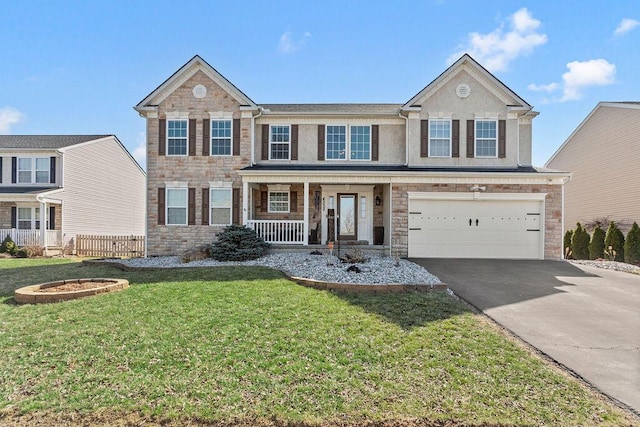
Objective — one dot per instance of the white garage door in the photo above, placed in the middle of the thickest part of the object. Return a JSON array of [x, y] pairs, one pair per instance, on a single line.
[[475, 229]]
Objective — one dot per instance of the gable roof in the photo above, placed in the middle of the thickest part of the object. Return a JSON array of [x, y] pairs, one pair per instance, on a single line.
[[454, 68], [617, 104], [182, 75], [44, 142]]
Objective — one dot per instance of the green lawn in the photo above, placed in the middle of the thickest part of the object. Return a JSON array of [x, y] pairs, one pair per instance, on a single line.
[[244, 343]]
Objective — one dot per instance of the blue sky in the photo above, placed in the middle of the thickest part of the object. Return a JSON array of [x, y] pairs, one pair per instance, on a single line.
[[78, 67]]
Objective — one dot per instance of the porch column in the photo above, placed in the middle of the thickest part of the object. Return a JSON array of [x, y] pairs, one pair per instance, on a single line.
[[306, 213], [245, 202]]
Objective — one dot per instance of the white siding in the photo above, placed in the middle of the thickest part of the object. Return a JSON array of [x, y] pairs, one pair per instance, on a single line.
[[604, 157], [103, 190]]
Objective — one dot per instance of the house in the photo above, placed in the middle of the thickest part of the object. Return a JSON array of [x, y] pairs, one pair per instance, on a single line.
[[603, 155], [68, 185], [446, 174]]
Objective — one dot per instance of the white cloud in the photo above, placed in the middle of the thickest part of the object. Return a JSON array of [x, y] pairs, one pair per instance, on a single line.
[[625, 26], [9, 116], [140, 152], [288, 45], [551, 87], [498, 48], [596, 72]]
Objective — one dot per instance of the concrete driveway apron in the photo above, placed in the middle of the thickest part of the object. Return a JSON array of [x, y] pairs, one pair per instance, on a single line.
[[586, 318]]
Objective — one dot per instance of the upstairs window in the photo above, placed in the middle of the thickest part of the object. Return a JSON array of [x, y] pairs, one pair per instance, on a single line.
[[220, 200], [486, 138], [177, 137], [360, 143], [439, 138], [336, 142], [177, 206], [221, 137], [279, 143], [33, 170]]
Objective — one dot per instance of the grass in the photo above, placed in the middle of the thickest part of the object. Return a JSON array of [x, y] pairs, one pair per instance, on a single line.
[[244, 343]]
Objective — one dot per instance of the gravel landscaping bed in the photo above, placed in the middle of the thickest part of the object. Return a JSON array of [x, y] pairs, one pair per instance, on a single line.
[[378, 270], [609, 265]]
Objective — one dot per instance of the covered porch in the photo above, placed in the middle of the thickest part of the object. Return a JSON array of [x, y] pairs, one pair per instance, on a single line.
[[315, 211]]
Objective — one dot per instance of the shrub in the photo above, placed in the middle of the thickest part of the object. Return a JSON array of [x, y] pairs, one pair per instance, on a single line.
[[632, 245], [596, 245], [567, 244], [8, 246], [238, 243], [580, 243], [614, 243]]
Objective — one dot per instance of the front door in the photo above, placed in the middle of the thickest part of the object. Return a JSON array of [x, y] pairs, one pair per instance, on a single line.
[[347, 217]]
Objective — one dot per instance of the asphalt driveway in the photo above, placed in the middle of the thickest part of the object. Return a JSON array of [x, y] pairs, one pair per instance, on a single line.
[[586, 318]]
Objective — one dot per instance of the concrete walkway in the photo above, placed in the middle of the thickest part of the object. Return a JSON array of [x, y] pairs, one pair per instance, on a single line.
[[586, 318]]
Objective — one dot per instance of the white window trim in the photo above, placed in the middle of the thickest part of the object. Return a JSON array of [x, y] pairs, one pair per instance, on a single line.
[[450, 137], [347, 142], [33, 170], [186, 206], [272, 142], [212, 137], [211, 207], [271, 191], [186, 151], [475, 137]]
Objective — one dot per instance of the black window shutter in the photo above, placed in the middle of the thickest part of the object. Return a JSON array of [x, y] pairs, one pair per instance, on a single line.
[[294, 142], [191, 208], [161, 206], [264, 200], [14, 170], [470, 138], [265, 142], [52, 173], [236, 206], [375, 133], [455, 138], [236, 137], [502, 139], [205, 206], [321, 142], [424, 138], [206, 136], [162, 137], [52, 217], [192, 137]]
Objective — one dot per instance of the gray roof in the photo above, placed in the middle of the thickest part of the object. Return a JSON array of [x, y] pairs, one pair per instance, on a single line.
[[47, 142], [362, 109]]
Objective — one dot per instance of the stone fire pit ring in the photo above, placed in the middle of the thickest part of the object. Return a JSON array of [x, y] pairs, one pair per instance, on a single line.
[[43, 293]]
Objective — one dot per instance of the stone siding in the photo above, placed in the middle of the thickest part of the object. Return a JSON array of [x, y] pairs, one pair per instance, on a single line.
[[552, 215]]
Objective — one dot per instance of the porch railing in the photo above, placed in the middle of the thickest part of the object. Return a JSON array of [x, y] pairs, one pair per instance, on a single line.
[[283, 232], [31, 237]]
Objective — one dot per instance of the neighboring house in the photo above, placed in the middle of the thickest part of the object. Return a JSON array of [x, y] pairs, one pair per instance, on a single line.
[[446, 174], [603, 156], [68, 185]]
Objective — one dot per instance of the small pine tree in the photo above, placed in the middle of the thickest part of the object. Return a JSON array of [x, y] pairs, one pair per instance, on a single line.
[[614, 242], [238, 243], [632, 245], [567, 244], [596, 245], [8, 246], [580, 243]]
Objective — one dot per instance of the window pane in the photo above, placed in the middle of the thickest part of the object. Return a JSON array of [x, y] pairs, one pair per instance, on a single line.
[[360, 142], [177, 137], [336, 142], [220, 137]]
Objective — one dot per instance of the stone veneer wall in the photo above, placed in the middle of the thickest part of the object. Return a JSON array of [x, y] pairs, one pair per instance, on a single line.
[[553, 211]]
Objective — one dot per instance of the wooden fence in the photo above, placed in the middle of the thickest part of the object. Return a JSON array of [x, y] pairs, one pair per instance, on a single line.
[[110, 246]]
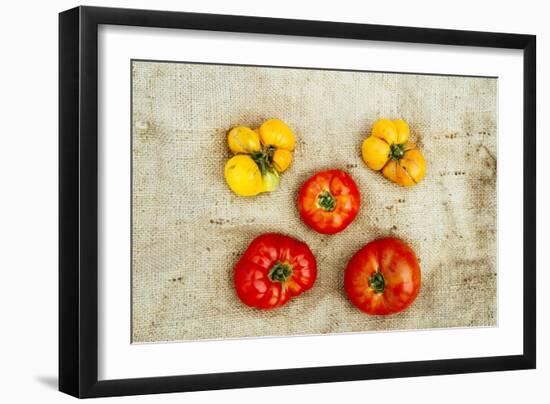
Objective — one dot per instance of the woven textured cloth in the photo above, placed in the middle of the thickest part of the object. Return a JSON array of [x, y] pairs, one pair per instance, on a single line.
[[189, 229]]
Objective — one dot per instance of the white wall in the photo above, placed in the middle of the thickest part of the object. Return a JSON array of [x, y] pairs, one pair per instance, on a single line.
[[28, 198]]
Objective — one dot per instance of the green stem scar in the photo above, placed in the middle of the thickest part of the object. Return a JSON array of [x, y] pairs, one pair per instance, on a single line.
[[279, 272], [397, 151], [326, 201], [377, 282], [264, 159]]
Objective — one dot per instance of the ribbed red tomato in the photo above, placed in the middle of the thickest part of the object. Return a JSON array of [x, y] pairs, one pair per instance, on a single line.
[[383, 277], [274, 269], [329, 201]]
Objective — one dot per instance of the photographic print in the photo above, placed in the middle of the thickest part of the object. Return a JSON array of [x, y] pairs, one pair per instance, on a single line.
[[282, 201]]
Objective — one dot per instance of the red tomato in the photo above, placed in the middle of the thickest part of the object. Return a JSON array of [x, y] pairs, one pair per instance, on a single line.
[[383, 277], [329, 201], [274, 269]]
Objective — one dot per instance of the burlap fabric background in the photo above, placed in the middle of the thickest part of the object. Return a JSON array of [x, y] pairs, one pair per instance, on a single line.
[[189, 229]]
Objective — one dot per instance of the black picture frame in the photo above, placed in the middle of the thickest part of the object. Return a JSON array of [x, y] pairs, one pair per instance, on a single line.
[[78, 201]]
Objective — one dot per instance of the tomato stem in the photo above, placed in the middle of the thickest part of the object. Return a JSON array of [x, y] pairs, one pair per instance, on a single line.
[[279, 272], [377, 282], [397, 151], [326, 201], [264, 159]]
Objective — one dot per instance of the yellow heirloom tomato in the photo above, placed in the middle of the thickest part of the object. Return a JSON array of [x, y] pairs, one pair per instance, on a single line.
[[270, 181], [276, 133], [243, 140], [281, 159], [389, 150], [243, 175]]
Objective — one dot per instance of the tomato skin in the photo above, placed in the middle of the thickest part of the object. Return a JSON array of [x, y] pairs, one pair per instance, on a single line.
[[397, 263], [339, 186], [255, 283]]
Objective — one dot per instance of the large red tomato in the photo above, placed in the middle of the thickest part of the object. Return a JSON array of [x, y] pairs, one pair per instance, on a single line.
[[383, 277], [274, 269], [329, 201]]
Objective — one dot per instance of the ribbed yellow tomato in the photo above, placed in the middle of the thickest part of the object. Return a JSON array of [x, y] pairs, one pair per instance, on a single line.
[[243, 140], [388, 149], [282, 159], [261, 154], [243, 175], [276, 133]]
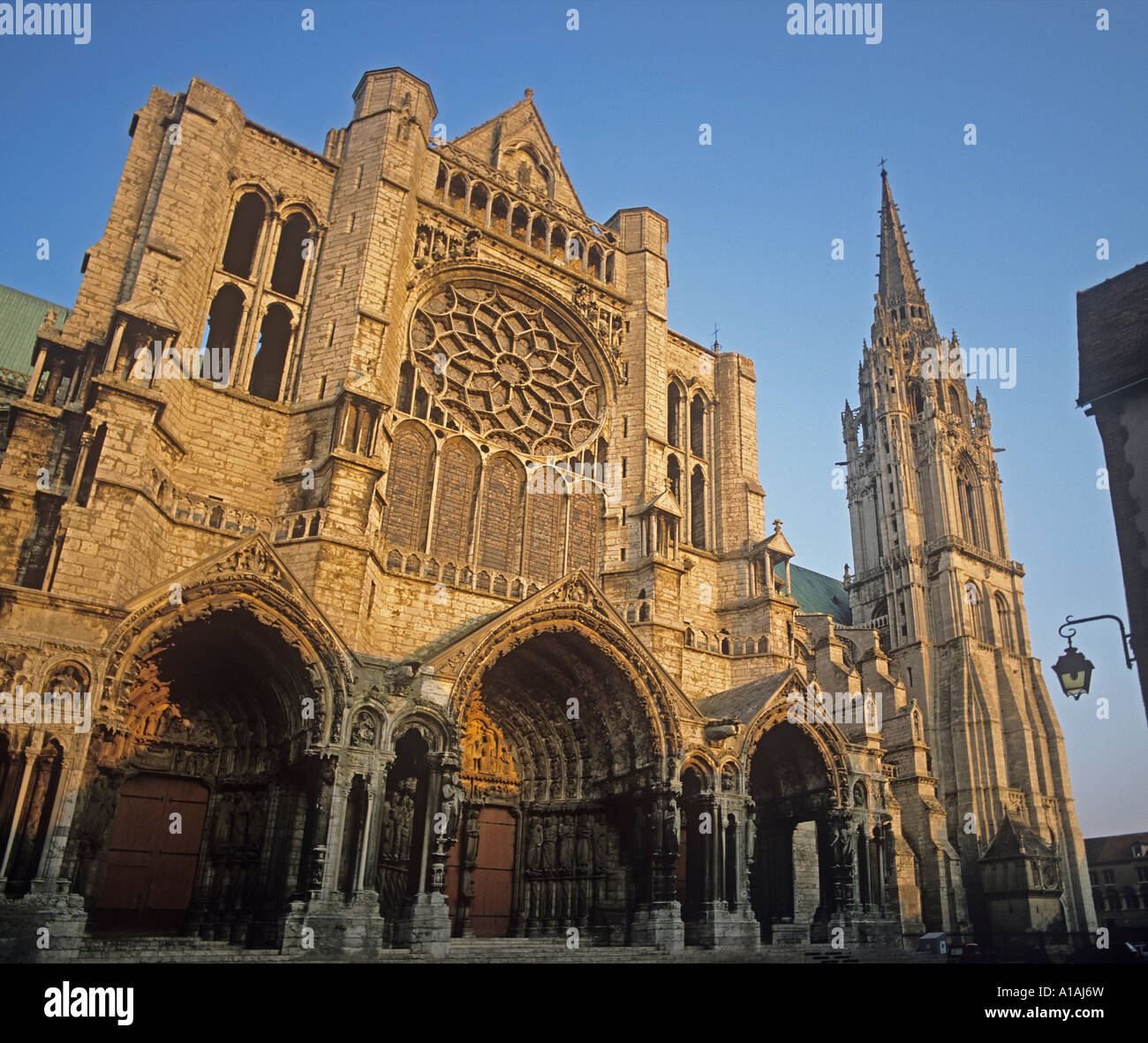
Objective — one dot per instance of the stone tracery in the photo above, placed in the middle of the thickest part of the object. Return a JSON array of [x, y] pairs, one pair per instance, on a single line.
[[506, 367]]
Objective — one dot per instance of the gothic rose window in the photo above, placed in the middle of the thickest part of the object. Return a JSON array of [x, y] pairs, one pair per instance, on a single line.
[[504, 367]]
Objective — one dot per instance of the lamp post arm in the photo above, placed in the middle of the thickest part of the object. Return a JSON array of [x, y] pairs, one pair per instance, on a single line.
[[1125, 638]]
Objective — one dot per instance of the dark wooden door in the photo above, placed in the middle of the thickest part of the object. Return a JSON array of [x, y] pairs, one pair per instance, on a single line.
[[682, 870], [494, 877], [150, 870]]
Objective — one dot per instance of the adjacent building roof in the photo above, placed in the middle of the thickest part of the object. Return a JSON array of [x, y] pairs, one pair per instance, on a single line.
[[744, 701], [21, 316], [1113, 333], [1101, 849], [819, 594]]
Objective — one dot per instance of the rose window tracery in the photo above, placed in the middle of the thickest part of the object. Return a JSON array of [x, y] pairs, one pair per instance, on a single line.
[[503, 367]]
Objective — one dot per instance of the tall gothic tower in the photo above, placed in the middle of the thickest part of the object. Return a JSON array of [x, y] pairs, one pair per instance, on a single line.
[[934, 578]]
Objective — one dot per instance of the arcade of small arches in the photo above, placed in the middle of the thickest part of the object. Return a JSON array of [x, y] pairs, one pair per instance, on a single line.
[[256, 299], [559, 790], [534, 229], [481, 511], [689, 431]]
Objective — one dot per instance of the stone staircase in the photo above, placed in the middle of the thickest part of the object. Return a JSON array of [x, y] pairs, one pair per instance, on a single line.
[[475, 950]]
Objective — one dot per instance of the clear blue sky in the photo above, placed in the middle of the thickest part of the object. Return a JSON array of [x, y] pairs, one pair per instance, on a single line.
[[1003, 232]]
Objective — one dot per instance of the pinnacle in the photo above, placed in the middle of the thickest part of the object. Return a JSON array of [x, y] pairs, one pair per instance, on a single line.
[[898, 276]]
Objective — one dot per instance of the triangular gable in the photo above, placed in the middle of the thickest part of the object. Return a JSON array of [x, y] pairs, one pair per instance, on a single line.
[[150, 309], [665, 503], [253, 558], [575, 589], [745, 702], [779, 545], [520, 125]]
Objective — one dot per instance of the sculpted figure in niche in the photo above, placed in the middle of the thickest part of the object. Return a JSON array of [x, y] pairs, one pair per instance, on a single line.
[[600, 843], [549, 844], [639, 831], [387, 843], [672, 828], [451, 806], [565, 843], [363, 732], [582, 849], [534, 852]]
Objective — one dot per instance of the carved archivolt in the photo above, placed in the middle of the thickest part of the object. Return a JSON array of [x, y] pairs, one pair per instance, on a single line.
[[831, 744], [248, 579], [570, 608], [506, 367]]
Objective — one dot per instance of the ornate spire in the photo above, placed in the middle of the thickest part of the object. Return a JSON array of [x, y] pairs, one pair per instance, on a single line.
[[896, 278]]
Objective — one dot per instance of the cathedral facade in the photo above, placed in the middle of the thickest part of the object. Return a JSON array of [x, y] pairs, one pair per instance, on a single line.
[[378, 568]]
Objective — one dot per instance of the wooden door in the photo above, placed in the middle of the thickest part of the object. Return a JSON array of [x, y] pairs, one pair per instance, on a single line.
[[150, 870], [494, 875]]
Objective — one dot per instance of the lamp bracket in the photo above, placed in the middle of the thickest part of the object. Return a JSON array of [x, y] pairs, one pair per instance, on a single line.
[[1125, 638]]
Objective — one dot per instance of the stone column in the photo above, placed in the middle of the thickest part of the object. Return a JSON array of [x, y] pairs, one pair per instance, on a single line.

+ + + +

--- YOUR TASK ---
Can you arrange the lines of the material above as a Markdown table with the columns Row and Line, starting with the line that contains "Objective — one dot per instance of the upstairs" and going on through the line that contains "143], [33, 170]]", leaving out any blank lines?

--- PROBLEM SOLUTION ---
| Row | Line |
|---|---|
| 1 | Objective — one dot per instance of the upstairs window in the photo above, placed in the middle of the thickest part of the object. Return a JSON array of [x, y] pairs, one pair per instance, on a single line. |
| 2 | [[220, 200], [486, 138], [177, 137], [360, 143], [439, 138], [336, 142], [177, 206], [221, 137], [279, 143], [33, 170]] |